<<<<

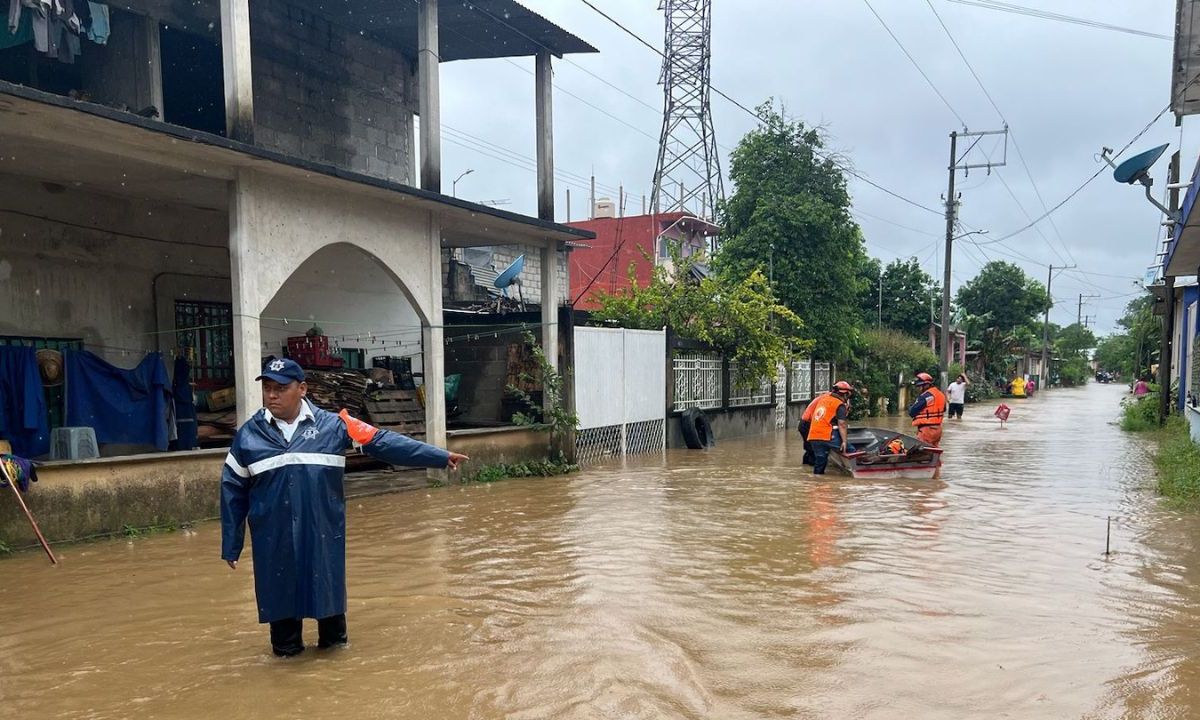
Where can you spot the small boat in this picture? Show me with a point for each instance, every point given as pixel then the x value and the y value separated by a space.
pixel 915 460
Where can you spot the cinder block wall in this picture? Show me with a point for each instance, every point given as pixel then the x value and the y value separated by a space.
pixel 328 95
pixel 322 93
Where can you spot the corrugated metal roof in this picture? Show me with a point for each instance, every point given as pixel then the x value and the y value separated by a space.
pixel 466 30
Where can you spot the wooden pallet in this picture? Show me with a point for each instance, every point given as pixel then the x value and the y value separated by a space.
pixel 397 411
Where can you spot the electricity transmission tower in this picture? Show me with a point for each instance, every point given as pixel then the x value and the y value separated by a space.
pixel 688 174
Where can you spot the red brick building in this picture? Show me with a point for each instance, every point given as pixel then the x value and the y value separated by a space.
pixel 640 241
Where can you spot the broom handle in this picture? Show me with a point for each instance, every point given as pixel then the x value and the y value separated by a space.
pixel 12 484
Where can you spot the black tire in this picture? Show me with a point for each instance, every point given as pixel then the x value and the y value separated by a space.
pixel 697 433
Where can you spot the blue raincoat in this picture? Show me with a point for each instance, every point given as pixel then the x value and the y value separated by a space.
pixel 292 496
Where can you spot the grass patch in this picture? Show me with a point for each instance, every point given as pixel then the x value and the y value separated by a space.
pixel 1140 415
pixel 1177 460
pixel 545 468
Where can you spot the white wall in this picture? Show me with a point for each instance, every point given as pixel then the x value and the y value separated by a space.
pixel 347 293
pixel 65 274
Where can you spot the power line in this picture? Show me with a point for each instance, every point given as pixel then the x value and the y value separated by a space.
pixel 1057 17
pixel 1017 145
pixel 915 64
pixel 1086 183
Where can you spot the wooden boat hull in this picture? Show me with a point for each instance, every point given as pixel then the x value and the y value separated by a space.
pixel 917 462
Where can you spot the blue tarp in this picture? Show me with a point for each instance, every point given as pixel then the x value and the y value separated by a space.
pixel 123 406
pixel 24 420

>>>>

Output every line from the start of the rows up to and including the line with "pixel 688 174" as a Markdown table with the columns No. and Entry, numbering each line and skipping blank lines. Leave the pictures out.

| No. | Entry |
|---|---|
| 1 | Where can you spot the small boat in this picture? Show me with a point for each instance, every point given as pixel then the x value and the y value separated by a space. |
| 2 | pixel 915 460 |
| 3 | Where can you spot the cinder block wall in this picture? Show me with a point for each instance, every point given as pixel then the x value and the y value separated by a space. |
| 4 | pixel 328 95 |
| 5 | pixel 322 93 |
| 6 | Where can you spot the corrugated metal roof in this picture? Show me with a point for each instance, every point given as pixel then the x value and the y value separated by a space. |
| 7 | pixel 466 30 |
| 8 | Where can you spot the wooden pallet in this picture? Show me with a point for each instance, every point given as pixel then the x value and the y value separated by a space. |
| 9 | pixel 397 411 |
| 10 | Where can you spot the electricity transmission tower in this picture? Show me with a point for each instance, every point given as pixel then the x value and the y value separated by a space. |
| 11 | pixel 688 174 |